Point annotations for photos -
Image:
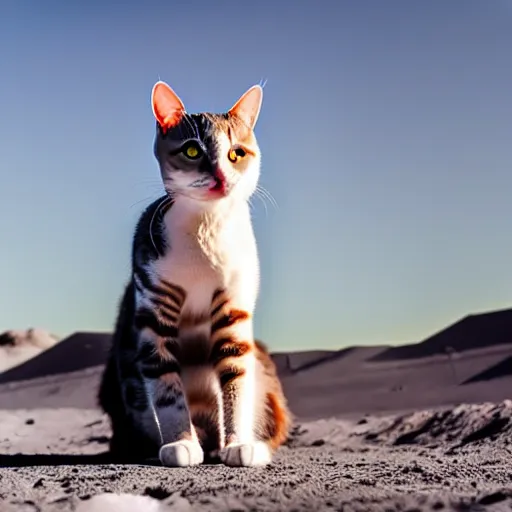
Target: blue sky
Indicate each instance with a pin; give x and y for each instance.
(386, 134)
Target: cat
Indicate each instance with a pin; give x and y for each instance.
(185, 379)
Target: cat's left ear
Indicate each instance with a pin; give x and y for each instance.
(247, 108)
(168, 108)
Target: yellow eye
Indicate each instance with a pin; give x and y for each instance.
(236, 154)
(192, 150)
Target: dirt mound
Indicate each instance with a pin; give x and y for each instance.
(19, 346)
(456, 427)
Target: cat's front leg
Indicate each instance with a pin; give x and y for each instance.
(168, 412)
(234, 359)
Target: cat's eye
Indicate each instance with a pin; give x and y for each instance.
(236, 154)
(192, 150)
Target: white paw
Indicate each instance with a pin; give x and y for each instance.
(248, 455)
(181, 453)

Given problem - Reproduce each entry precisely, dropping only the pictures.

Complete output -
Image:
Target: blue sky
Indicate each instance with a pin; give x and y for each instance.
(386, 134)
Target: cat
Indicate each instance with a pin; give x and y for each instance.
(185, 379)
Target: cat's left ear
Indicate each instance with a pin; give x and y for each instance.
(247, 108)
(168, 108)
Target: yellow eye
Indicate each instance with a pin; give x and y for each instance.
(236, 154)
(192, 150)
Target: dirt mound
Indicate each instance with a pin; give x and y for each instance.
(19, 346)
(456, 427)
Target: cat's front leg
Indicate each instance with a pin; give x and y for each instance.
(168, 412)
(234, 359)
Target: cat's eye
Indicate each instance with a pin; give x and y for each instance.
(236, 154)
(192, 150)
Target: white paw
Indicate each instance with a pin; give x and y for each instance.
(248, 455)
(181, 453)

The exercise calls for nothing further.